> The problem: In the passage on microservices architecture, what count of microservices in an app suggests that each one is likely too small?

> Passage shown:

The developer community has spent much more time discussing the why of microservices architecture than it has the how.

By now, most developers have heard all about the benefits of microservices. Yet, when it actually comes time to "move your monolith" by converting existing apps to a microservices architecture, you may well find it daunting to design an effective microservices architecture. The developer community has spent much more time discussing the why of microservices architecture than it has the how.

To help provide some balance, let's take a look at best practices for designing a successful microservices architecture. We won't get into developing or deploying microservices themselves (that's fodder for another day's article), but we'll discuss common mistakes to avoid when planning a microservices architecture.

1. Obsessing over One-Service-per-Function

Ask most developers to describe an effective microservices architecture, and they'll tell you that each area of functionality in an app should be powered by a different microservice. For example, with a payment app, authentication should be handled by one microservice, while another microservice does payment processing, another runs the front end, another stores and retrieves data, and so on.

In general, aiming to delegate each major application function to a different microservice is a good idea. However, it can be easy to take this principle too far--to the point that it gets in the way of designing an effective microservices architecture.

Sometimes, the line separating one function from another is blurry. For example, should you treat user registration as a separate function from user authentication, and therefore create individual microservices for each? If your application stores data in more than one location, should each location get its own microservice? Or should you have just one data service that handles all locations?

The answer to these questions is that it probably doesn't matter much. Do what seems to make the most sense when it comes to figuring out how many microservices the app will have and which functionality each one will handle. If you spend too much time figuring out how to split up different tasks within the app, you won't be very productive.

2. Making Microservices Too Small

Along similar lines, it's a common mistake when designing a microservices architecture to make each microservice so small that you need many dozens of microservices to compose your entire app.

Developers run into this pitfall because they think that smaller is better when it comes to microservices. To a point, that's true--breaking a large app into smaller, discrete units is one way to make the app more scalable and more reliable.

Yet, when microservices get too small, you end up with too much overhead down the line when it comes time to develop and deploy them. Each microservice will require its own development and deployment pipeline (not to mention separate monitoring, logging and security operations).

So, while you do want microservices to be small, you don't want them to be too small--and you don't want your app to have too many microservices. As a very general guideline, if you have more than a dozen microservices comprising your app, each one is likely too small and you should have designed your architecture differently by merging some of them together.

3. Requiring a Specific Deployment Solution

These days, deploying microservices via containers--usually with the help of OpenShift or another Kubernetes-based orchestration platform--is the thing to do.

But will this be true a few years down the line? Maybe, or maybe not. Deployment technologies change rapidly, and it's hard to know which deployment solutions will make the most sense for your microservices app at a future date.

For that reason, it's a mistake to design your microservices architecture in such a way that it requires a specific type of deployment technology. You don't want to make yourself dependent on Kubernetes--or even containers in general--to be able to deploy your app. Instead, design an architecture that can work on any type of infrastructure--and, if possible, on any operating system.

4. Requiring That All Microservices Be Updated at the Same Time

A mistake you sometimes see in a microservices architecture is the requirement that if one microservice within an app is updated, the others have to be updated (or at least restarted), too.

This is a natural way to think if you come from a monolithic point of view. But, with microservices, this approach means you are shooting yourself in the foot. Part of the point of microservices is to allow some parts of your application to be updated, or to scale or be restarted, without impacting other parts.

> Dataset content:

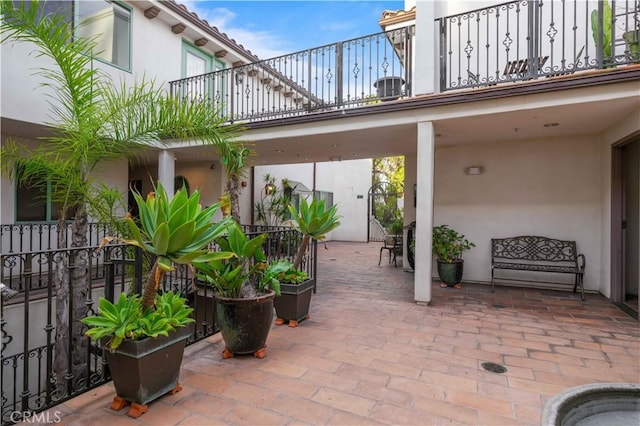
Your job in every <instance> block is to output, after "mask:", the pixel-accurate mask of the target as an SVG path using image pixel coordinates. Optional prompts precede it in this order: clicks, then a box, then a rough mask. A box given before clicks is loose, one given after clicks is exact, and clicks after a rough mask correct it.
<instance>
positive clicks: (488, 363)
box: [480, 362, 507, 374]
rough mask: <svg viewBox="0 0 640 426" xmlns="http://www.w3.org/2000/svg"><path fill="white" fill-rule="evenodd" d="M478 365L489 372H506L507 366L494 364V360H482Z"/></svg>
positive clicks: (492, 372)
mask: <svg viewBox="0 0 640 426" xmlns="http://www.w3.org/2000/svg"><path fill="white" fill-rule="evenodd" d="M480 365H481V366H482V368H484V369H485V370H487V371H490V372H491V373H497V374H502V373H506V372H507V367H505V366H504V365H500V364H496V363H495V362H483V363H482V364H480Z"/></svg>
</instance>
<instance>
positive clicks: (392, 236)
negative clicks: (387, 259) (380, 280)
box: [378, 235, 402, 266]
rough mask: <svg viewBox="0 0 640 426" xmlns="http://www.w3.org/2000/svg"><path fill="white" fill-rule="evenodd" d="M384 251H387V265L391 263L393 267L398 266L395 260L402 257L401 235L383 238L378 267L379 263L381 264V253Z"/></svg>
mask: <svg viewBox="0 0 640 426" xmlns="http://www.w3.org/2000/svg"><path fill="white" fill-rule="evenodd" d="M384 250H388V251H389V264H391V262H392V261H393V266H398V263H397V260H396V259H397V257H398V255H401V256H402V235H387V236H386V237H385V238H384V245H383V246H382V247H380V257H379V259H378V266H379V265H380V262H382V252H383V251H384ZM392 256H393V259H392Z"/></svg>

> Reply: More than a dozen.